> 読解文:
========================================================================

与えられた知識は身につかない

・自慢ではないが、悪田権三が現職警察官当時、ある所属に4年間在籍させていただいた。当時、多くの部下がいた中で、予備試験に合格した直属の部下の二次試験合格率は、何と100%であった。嘘ではない。100%の合格率だった。

・厳密に言うと、全員、その後の三次試験も無事に合格し、全員昇任したから、予備試験に合格した直属の部下は、全員がワンランクずつ階級を上げ、次のステップを踏んで行った。悪田にとって自慢の部下たちである。

・巡査部長試験と警部補試験限定だ。「確率だけなら、1分の1だろ」と横やりの声も上がりそうだが、残念ながら、ざっくり思い返しただけで、少なくとも6人はいた。1分の1ではなく、6分の6である。ではなぜ、これほど多くの部下が昇任試験に合格出来たかというと、もちろん本人の努力と運、それとちょっとしたプラスアルファーである。

========================================================================

> データ抜粋:
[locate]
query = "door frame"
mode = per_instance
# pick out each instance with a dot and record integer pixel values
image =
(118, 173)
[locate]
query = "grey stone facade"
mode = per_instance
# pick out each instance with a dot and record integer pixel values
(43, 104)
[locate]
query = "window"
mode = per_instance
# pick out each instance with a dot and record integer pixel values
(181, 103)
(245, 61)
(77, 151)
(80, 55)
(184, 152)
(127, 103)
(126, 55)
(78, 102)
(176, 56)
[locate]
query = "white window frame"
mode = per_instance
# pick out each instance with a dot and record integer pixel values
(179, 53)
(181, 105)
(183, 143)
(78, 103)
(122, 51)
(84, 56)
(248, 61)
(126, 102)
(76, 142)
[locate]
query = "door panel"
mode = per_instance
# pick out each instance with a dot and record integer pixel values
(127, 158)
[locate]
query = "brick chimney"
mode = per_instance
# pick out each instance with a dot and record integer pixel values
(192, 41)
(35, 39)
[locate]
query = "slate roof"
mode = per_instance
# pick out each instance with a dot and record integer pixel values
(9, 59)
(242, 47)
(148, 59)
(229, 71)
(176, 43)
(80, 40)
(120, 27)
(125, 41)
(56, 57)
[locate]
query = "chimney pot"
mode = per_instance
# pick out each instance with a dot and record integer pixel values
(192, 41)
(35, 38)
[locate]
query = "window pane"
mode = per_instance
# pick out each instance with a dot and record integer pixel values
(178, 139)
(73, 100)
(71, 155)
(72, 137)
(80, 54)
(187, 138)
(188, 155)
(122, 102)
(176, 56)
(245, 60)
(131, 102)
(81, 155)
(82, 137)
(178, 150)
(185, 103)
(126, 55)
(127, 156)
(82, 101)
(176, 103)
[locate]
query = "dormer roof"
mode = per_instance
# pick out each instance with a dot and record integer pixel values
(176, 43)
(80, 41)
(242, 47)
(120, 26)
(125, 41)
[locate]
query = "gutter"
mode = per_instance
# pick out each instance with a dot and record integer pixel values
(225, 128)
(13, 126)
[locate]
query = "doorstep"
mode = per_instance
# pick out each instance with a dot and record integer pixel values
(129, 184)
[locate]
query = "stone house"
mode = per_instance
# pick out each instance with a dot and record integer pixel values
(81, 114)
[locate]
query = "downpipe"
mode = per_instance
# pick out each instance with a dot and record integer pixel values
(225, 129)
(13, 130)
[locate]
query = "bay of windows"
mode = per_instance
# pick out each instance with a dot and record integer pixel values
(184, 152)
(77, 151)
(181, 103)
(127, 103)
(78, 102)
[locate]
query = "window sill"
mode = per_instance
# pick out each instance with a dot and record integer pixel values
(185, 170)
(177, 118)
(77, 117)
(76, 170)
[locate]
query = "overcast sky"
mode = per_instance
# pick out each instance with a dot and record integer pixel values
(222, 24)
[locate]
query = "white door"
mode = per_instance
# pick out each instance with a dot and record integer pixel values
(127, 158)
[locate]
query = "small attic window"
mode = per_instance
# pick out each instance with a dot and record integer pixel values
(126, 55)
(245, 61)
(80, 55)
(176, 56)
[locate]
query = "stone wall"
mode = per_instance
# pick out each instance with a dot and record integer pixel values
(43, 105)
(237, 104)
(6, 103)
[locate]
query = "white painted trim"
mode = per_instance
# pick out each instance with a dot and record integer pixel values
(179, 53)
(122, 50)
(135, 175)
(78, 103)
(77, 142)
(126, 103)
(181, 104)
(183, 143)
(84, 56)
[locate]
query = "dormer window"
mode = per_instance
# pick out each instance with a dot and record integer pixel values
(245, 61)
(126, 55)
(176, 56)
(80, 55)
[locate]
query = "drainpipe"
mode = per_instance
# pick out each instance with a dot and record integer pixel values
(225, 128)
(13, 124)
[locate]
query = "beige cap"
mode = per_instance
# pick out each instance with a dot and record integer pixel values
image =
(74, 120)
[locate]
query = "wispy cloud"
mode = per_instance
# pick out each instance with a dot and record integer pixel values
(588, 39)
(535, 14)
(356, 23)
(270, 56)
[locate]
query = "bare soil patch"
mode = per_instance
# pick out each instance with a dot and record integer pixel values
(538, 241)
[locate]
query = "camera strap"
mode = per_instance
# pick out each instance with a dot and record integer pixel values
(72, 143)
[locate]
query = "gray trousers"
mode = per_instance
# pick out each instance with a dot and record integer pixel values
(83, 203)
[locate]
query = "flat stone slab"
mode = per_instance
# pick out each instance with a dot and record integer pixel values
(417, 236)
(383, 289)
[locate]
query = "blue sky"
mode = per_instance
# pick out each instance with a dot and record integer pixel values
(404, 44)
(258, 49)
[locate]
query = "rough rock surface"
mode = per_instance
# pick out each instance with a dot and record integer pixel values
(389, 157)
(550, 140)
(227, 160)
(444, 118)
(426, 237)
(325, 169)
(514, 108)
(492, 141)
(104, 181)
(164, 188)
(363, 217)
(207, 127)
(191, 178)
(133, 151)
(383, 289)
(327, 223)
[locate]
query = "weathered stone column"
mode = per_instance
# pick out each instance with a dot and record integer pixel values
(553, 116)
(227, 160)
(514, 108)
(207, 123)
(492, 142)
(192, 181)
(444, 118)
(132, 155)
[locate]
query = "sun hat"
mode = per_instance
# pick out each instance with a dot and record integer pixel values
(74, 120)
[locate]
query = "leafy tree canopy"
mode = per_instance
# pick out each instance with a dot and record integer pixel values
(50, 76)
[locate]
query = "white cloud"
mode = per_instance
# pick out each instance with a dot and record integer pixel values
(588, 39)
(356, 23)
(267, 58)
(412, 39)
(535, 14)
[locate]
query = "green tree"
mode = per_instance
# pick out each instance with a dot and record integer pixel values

========================================================================

> 練習課題:
1. 次の(a)〜(c)が昇任試験の文章の内容と合うかどうか、はい・いいえで答えよ。それぞれ決め手となる本文の語句をそのまま引用すること。(a) 悪田権三がある所属に在籍した期間は4年間である。(b) ここで取り上げている昇任試験は、巡査部長試験と警部補試験に限られる。(c) 予備試験に合格した直属の部下は、少なくとも10人いた。
2. 昇任試験の文章の続きを示せ。

> 最終結果:
1.
(a) はい。「ある所属に4年間在籍させていただいた」
(b) はい。「巡査部長試験と警部補試験限定だ」
(c) いいえ。「少なくとも6人はいた」

2.
・もちろん今は警察官ではなく、昇任試験の受験生を指導する立場にないので、警察官の昇任試験に関して余計なことは言うつもりはないが、これだけは言える。「勉強にはコツがある」コツを掴まず、ただ、時間だけ費やしても、その勉強には試験合格という目的とは程遠い方向で、余計な知識として身についてしまう可能性がある。

・それも「社会勉強や職業人としての学びの意義としては重要」なことだ。しかし、コツを掴まない勉強は、目標立てて取り組んだ努力が結果に結びつきにくいので非効率的だ。ある目標を立てて、それが「絶対に合格したい」と力を入れられるものであれば、手段ととして効率よく取組むべきだ。それは断言出来る。

・ちなみに、悪田は出来がよろしくない。何かの機会に話したかも知れないが、北海道のド田舎の三流高校しか出ていない。その母校でさえ統廃合され、今は別の学校となっている。かろうじて名残の校舎が残っているだけだ。警察官を拝命した当時、同期生が約120人いた。初任科1年の中での最初の試験で、悪田は117番の成績だった。担任教官に怒られ固い床の上に正座させられ、反省文を書かされた(だが、その担任教官、生涯警部補を貫いたから、悪田は反省文を書かせてやりたい笑)。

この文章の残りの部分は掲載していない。